## Assigned task
Resume the review of Tainter's novel about the González family, writing on from its final sentence.

Tainter infuses more strength into the González family by retelling how the Mapuches/Pehuenches repelled the Spanish invasion of Chile in the 1500s and fought the genocide of their indigenous society in the late 1990s under the dictator Pinochet. Tainter emphasizes this group’s historical support of the working class, especially during the socialist Allende regime, despite anti-Allende interference from USA’s Kennedy and Nixon administrations.

Into this powerful family of indigenous shamans, healers, and sheep and cattle ranchers strides Robert, an American in search of medicinal plants for his company, Pharmtec. This is 1973, and Robert is a pioneer in the development of healing floras, of which southern Chile has an abundance.

A self-described gringo, Robert is, without a doubt, Tainter. An emeritus professor of forest pathology from Clemson University, Tainter has published more than 150 scientific articles. He has researched causes of tree diseases in the United States, Chile, Mexico, Colombia, and Ecuador and was an associate editor of the journal Plant Disease. From 1964 through 1966, he served in the Peace Corps at the Forestry Institute in Santiago, Chile. These experiences lend passion to this magical, historical, and fictional tale of shamans, fighters, patriots, and plant spirit medicine workers.

## Data extract
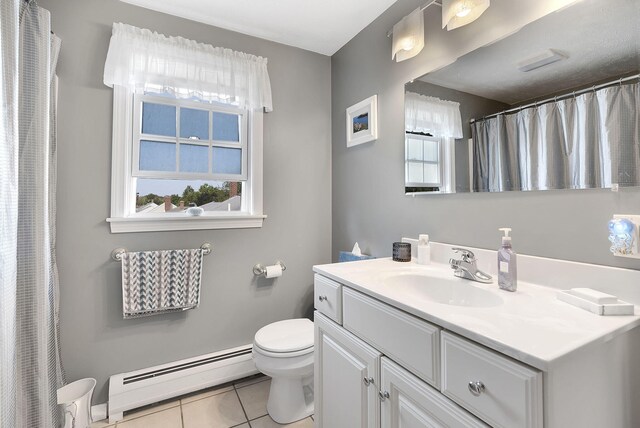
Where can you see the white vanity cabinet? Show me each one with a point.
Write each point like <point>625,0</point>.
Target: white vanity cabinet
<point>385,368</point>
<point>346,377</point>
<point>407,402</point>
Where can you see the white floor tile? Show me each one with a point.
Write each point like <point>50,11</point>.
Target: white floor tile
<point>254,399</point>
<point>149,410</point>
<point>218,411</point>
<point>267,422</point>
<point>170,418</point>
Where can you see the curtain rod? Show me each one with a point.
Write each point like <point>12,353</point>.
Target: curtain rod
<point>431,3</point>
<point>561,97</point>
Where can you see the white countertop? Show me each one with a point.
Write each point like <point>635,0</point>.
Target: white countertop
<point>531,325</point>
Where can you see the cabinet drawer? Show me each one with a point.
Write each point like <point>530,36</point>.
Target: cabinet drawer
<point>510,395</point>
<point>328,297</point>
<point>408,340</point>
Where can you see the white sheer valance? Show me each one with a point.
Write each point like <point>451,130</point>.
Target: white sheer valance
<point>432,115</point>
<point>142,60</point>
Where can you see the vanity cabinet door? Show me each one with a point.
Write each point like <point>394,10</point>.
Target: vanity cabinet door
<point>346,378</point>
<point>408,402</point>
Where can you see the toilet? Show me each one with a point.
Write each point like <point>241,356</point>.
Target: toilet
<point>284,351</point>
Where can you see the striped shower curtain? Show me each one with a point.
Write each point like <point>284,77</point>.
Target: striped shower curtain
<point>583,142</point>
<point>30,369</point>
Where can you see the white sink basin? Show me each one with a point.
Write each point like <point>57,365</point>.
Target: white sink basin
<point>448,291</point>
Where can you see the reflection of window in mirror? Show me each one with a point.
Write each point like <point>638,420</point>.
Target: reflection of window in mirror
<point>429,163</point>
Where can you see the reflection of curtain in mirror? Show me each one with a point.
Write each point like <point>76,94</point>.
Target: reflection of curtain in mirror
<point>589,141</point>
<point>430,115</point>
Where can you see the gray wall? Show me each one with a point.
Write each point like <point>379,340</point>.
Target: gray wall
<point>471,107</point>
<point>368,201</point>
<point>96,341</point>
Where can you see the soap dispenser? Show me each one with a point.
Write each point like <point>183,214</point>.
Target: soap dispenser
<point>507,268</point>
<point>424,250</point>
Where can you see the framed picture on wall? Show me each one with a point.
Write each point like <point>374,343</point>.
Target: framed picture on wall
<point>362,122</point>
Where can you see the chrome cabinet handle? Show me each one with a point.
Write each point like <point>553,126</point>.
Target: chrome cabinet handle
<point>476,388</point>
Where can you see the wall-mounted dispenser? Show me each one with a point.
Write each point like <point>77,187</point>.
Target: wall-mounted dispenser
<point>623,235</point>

--

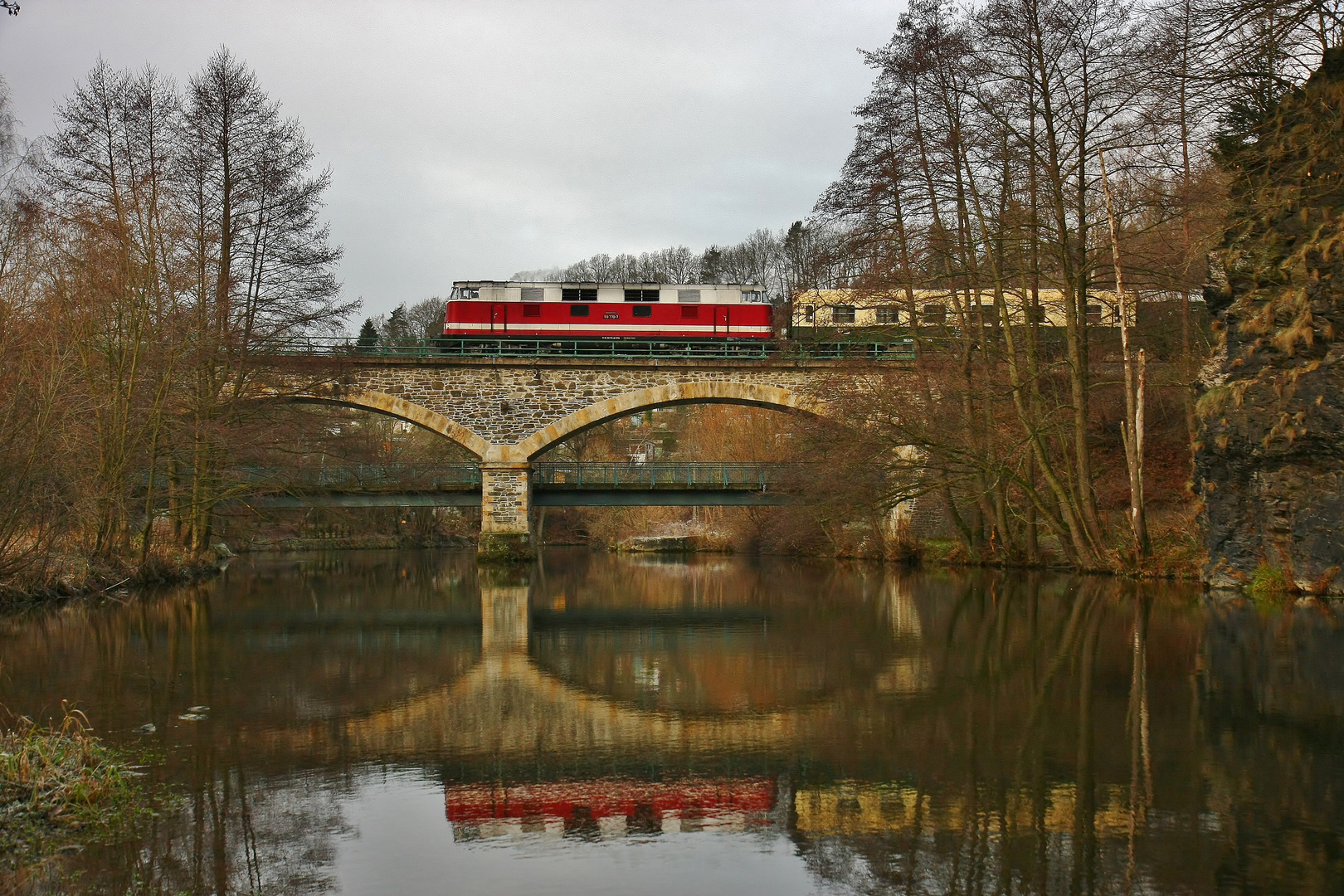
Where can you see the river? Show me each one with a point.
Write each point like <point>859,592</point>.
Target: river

## Exercise result
Interspersed with solid slabs of history, the story of Robert’s love for Rosa unfolds in two segments. First, a young Robert befriends Rosa’s parents and saves the life of the mother, Claudia, a powerful machi. Vietnam intervenes, plunging Robert back into the dangerous world of smokejumping, a job he held in civilian life. (Tainter also parachuted into hard-to-reach areas to fight fires.) By splicing together the past and the present in parallel stories that eventually intersect, Tainter creates a hybrid novel that is part historical primer and part love story. The history covers the Arauco War, the colonization and the persecution of the indigenous people by the Chilean government, the construction of what was the longest tunnel in South America in the 1920s, how vineyards came to Chile, the coup of 1973, the fire of 1983, and more. Of course, the González family has ties to these events.

The love story begins when Robert returns to Chile after sustaining disabling war injuries, hence the title’s meaning: ¿Eres tú? (Is it you?). Love unfolds in this mystical, magical town of Lonquimay, braced by the powerful conceit of folklore. Through folktales, Tainter unwraps the Mapuches/Pehuenches’ common history, reinforces their cultural values, and highlights their important traditions. The ethereal Chilean world of guardian ghosts, the secret valley of giant sloths, and miraculous plant remedies that cheat death contrast with Robert’s background in science and genetics. But somehow, like a marriage of opposites, this created domain works.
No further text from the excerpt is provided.